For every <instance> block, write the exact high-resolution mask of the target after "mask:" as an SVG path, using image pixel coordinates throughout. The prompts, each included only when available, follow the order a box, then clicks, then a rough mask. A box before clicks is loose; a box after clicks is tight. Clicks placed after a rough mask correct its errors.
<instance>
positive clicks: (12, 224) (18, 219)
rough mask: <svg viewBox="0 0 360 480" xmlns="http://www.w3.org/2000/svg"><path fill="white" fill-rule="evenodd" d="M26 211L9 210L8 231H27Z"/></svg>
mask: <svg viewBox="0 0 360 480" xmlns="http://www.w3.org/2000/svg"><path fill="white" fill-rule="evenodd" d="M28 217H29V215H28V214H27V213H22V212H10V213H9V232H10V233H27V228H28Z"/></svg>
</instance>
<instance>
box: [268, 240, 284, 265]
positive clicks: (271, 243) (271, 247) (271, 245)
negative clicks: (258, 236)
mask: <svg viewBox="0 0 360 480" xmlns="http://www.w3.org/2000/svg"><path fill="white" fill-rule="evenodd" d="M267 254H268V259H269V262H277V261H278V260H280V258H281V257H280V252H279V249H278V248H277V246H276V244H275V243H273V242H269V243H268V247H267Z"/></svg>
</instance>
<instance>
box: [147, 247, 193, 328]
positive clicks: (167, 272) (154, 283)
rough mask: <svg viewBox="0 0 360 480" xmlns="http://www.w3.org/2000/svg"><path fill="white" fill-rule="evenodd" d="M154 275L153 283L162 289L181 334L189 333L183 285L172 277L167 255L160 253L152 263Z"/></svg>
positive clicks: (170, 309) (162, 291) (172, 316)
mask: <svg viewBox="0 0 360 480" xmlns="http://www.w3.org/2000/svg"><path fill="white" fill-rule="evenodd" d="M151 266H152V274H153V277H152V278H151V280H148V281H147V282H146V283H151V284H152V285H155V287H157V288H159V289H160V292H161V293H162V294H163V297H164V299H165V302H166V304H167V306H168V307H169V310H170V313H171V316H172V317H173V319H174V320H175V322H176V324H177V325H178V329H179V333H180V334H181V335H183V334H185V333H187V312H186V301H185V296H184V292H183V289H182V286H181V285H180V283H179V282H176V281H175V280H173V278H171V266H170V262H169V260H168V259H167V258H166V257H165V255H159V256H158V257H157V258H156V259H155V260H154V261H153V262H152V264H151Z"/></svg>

Directions: Please rewrite the items above, changing every "rough mask" to "coarse mask" and leaving everything else as it is.

Response to this task:
For every <instance> block, write the exact high-resolution mask of the target after "mask:" as an SVG path, using image pixel coordinates throughout. The prompts, each included only when available, follow the order a box, then clicks, then a coarse mask. A box before clicks is loose; a box after clicks is tight. Clicks placed after a coarse mask correct its errors.
<instance>
positive clicks: (12, 224) (18, 219)
coarse mask: <svg viewBox="0 0 360 480" xmlns="http://www.w3.org/2000/svg"><path fill="white" fill-rule="evenodd" d="M26 211L9 210L8 231H27Z"/></svg>
mask: <svg viewBox="0 0 360 480" xmlns="http://www.w3.org/2000/svg"><path fill="white" fill-rule="evenodd" d="M28 217H29V215H28V214H27V213H22V212H10V213H9V232H10V233H27V228H28Z"/></svg>
</instance>
<instance>
box: [268, 240, 284, 265]
positive clicks: (271, 243) (271, 247) (271, 245)
negative clicks: (258, 236)
mask: <svg viewBox="0 0 360 480" xmlns="http://www.w3.org/2000/svg"><path fill="white" fill-rule="evenodd" d="M267 254H268V259H269V262H277V261H278V260H280V258H281V257H280V252H279V249H278V248H277V246H276V244H275V243H273V242H269V243H268V247H267Z"/></svg>
</instance>
<instance>
box: [147, 247, 193, 328]
positive clicks: (167, 272) (154, 283)
coarse mask: <svg viewBox="0 0 360 480" xmlns="http://www.w3.org/2000/svg"><path fill="white" fill-rule="evenodd" d="M154 275L153 283L162 289L181 334L189 333L183 285L172 277L167 255L160 253L152 263Z"/></svg>
positive clicks: (170, 309) (162, 291) (172, 316)
mask: <svg viewBox="0 0 360 480" xmlns="http://www.w3.org/2000/svg"><path fill="white" fill-rule="evenodd" d="M151 266H152V274H153V277H152V278H151V280H148V281H147V282H146V283H151V284H152V285H155V287H157V288H159V289H160V292H161V293H162V294H163V297H164V299H165V302H166V304H167V306H168V307H169V310H170V313H171V316H172V317H173V319H174V320H175V322H176V324H177V325H178V329H179V333H180V334H181V335H183V334H185V333H187V312H186V301H185V296H184V292H183V289H182V286H181V285H180V283H179V282H176V281H175V280H173V278H171V266H170V262H169V260H168V259H167V258H166V257H165V255H159V256H158V257H157V258H156V259H155V260H154V261H153V262H152V264H151Z"/></svg>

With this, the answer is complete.